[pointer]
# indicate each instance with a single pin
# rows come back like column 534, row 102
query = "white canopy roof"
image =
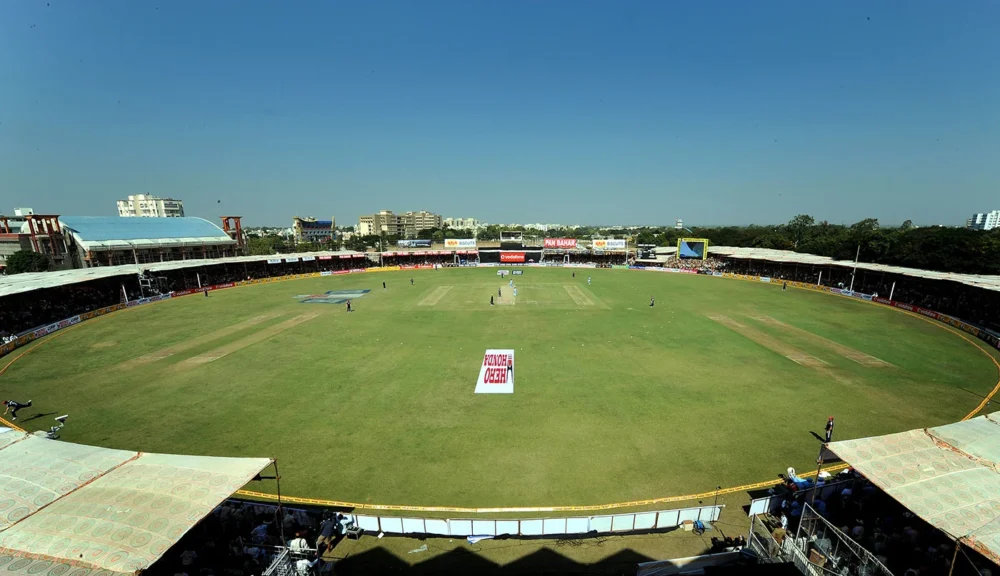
column 947, row 475
column 17, row 283
column 789, row 257
column 110, row 511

**Work to complete:** Restate the listing word for word, pictures omitted.

**Answer:**
[pointer]
# indicate each instance with a single pin
# rows come back like column 534, row 102
query = "white canopy roof"
image =
column 947, row 475
column 17, row 283
column 789, row 257
column 110, row 511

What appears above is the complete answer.